_Task prompt_. Print the records below verbatim, line for line, leaving out the pictures.

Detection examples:
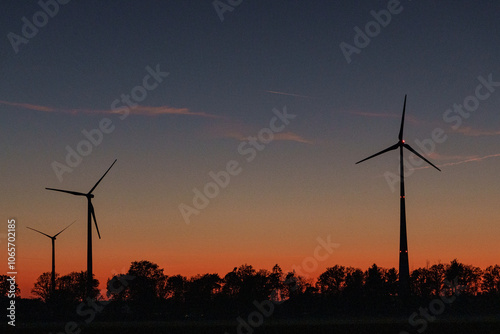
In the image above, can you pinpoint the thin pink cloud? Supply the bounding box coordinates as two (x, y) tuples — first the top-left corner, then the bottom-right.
(455, 126), (500, 137)
(0, 100), (219, 118)
(205, 120), (313, 144)
(413, 153), (500, 169)
(266, 90), (317, 99)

_Response to this task_.
In the image above, can you pinpoint the thin pink cloud? Supply the bounding box coordinates as two (x, y) tuples — first the top-left corner, then the bottom-right.
(455, 126), (500, 137)
(0, 100), (219, 118)
(205, 120), (313, 144)
(413, 153), (500, 169)
(266, 90), (317, 99)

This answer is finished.